Start of SOURCE RECORDS

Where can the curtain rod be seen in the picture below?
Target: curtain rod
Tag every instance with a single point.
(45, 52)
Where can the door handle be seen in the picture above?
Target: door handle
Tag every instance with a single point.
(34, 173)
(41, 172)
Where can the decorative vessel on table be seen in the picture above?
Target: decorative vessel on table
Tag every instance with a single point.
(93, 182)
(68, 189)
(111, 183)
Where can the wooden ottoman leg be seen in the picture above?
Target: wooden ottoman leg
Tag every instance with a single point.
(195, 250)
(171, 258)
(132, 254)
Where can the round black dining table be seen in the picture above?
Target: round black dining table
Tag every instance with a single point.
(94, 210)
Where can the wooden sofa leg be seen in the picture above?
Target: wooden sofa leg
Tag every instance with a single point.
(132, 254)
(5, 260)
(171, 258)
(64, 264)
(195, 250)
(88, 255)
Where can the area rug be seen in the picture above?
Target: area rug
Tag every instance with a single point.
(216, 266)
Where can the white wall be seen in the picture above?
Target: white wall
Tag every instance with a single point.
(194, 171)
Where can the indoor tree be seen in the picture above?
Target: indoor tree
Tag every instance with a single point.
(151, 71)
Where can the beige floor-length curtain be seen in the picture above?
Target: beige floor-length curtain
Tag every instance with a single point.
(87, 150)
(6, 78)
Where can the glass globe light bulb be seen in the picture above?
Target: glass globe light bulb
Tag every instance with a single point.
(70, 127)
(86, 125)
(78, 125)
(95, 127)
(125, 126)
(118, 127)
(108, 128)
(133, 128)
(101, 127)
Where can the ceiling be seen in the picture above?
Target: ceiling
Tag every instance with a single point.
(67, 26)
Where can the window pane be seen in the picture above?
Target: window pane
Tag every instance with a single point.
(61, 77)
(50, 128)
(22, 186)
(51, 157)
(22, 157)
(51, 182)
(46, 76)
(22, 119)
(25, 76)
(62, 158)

End of SOURCE RECORDS

## WHAT TO DO
Copy out, character for character, the stretch of the data above from the line containing "Where can the window" through the end of the data.

## EXERCISE RESPONSE
Where can the window pane be seen in the picture above?
Target: window pane
Tag every instance with a single point.
(61, 77)
(50, 128)
(22, 186)
(51, 157)
(22, 157)
(51, 182)
(46, 76)
(22, 119)
(25, 76)
(62, 158)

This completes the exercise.